Quite a few people, in fact. The condo boom has provided housing for tens of thousands of people who might otherwise never have found an affordable, central place to live. The arrival of all those thousands has brought new life to the centre of the city. Toronto’s downtown has an around-the-clock buzz that is the envy of many other North American cities.

And there’s another thing, too: The condo boom has given a big boost to the arts. In several corners of the city, developers are forging partnerships with arts groups, often making space for dance studios, theatres or music labs. It’s a plus for both sides. Artists get the room they crave; developers get the kind of bohemian cachet that helps them sell units.

It’s a good thing for the city and a surprising turn of events. In the past, artists often looked on developers as the bad guys. Artists would move into a rundown part of the city, setting up studios in old warehouses or living above shops. The neighbourhood would acquire an artsy feel. Property values would rise. So would rents. Developers would come in to knock down the old buildings or make them over for brick-and-beam offices. The artists would have to move on. It has happened from New York to London to Toronto’s Queen Street West.

Somewhere along the line, though, developers started realizing that driving all the artists away was bad for business. Far smarter to keep them around. One development on King Street West combined a condo tower with a new home for the Toronto International Film Festival: the TIFF Bell Lightbox. Another on Dundas Street East incorporated a theatre and studio space. In the Queen West Triangle, artists got a 38,000-square-foot media arts centre as part of a big redevelopment of the rising area.

**Items:**
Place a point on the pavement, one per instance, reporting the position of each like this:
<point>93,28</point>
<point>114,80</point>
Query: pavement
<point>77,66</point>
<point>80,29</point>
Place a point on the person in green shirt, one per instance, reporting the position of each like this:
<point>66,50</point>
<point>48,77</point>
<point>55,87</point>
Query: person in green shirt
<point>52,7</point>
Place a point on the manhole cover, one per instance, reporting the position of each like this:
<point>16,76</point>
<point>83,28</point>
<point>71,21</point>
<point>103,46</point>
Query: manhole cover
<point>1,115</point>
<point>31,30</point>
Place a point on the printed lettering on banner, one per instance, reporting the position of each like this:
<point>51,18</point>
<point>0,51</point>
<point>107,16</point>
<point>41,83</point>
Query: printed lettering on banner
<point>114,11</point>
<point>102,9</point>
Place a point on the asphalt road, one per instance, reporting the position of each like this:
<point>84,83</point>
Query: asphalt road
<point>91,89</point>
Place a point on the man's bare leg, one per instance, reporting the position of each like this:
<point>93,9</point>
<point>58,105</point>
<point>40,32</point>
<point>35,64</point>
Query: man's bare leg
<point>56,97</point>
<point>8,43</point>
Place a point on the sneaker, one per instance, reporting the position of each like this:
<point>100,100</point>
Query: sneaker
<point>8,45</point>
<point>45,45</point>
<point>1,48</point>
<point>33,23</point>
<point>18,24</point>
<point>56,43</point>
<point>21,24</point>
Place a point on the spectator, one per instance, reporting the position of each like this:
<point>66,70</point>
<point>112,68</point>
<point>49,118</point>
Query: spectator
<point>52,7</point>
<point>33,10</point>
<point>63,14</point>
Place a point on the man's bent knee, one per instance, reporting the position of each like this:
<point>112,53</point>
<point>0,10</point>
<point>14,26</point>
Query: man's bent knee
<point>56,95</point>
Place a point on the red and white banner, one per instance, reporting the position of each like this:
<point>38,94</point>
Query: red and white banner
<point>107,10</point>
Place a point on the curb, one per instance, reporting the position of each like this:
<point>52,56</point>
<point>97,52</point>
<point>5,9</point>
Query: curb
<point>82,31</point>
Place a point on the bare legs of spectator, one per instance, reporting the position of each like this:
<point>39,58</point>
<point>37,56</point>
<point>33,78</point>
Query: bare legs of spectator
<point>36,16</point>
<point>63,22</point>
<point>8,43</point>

**Challenges:**
A – Rewrite the entries in the stretch from the line containing "Place a point on the red" through the end of the entries, changing "curb" to "curbstone" and keeping everything else the same.
B – Carry the piece on Toronto's condo boom and the arts forward from its last sentence.

**Answer set:**
A –
Place a point on the red and white banner, one per instance, reporting the position of each like this:
<point>38,94</point>
Query: red and white banner
<point>107,10</point>
Place a point on the curbstone, one per instance, reporting the position of each like this:
<point>52,56</point>
<point>97,52</point>
<point>5,9</point>
Query: curbstone
<point>82,31</point>
Place a point on the bare legs of spectator, one per instance, reporting the position of each like this:
<point>39,58</point>
<point>37,56</point>
<point>33,78</point>
Query: bare legs of spectator
<point>36,16</point>
<point>63,22</point>
<point>8,43</point>

B –
The latest arts hub that developers helped make possible is down on the waterfront. The east side of the city’s long-dormant water’s edge is booming these days, with buildings rising left and right and many more to come. The Daniels Waterfront – City of the Arts complex sits on the site of the old Guvernment nightclub at the intersection of Jarvis Street and Queens Quay East. It’s the new headquarters of the citywide group Artscape, which opened its Artscape Daniels Launchpad there last fall. The Launchpad boasts a digital media lab, a woodworking shop, a textile-making shop, a performance space and all the latest equipment. Several other arts organizations have moved into the complex, including the design programs of George Brown College, a waterfront campus for OCAD University and the Remix Project, a group that helps disadvantaged youth break into the creative industries. Even pop star the Weeknd is involved. A creative incubator he helped start, Hxouse, has taken up residence.

Mitchell Cohen, president of the Daniels Corporation, says the idea is to create an intersection of business and the arts. “Artists,” he says, “are great at art and really bad at business.”

Many of the occupants own rather than rent their space, giving them the security that itinerant arts organizations often lack. Traditionally, he says, artists complain: “We’ve been here adding value in the neighbourhood, the neighbourhood is gentrifying all around us and we get kicked out.” It’s an age-old story. This project is an attempt to change it, turning developers and artists into partners instead of adversaries.

Some artists may still get a queasy feeling about being tied up with a wealthy development group. Many Torontonians may still feel that the condo boom is ruining the city. They should come down to the waterfront some day and look at how the arts are flourishing in the heart of a big condo project. It might give them second thoughts.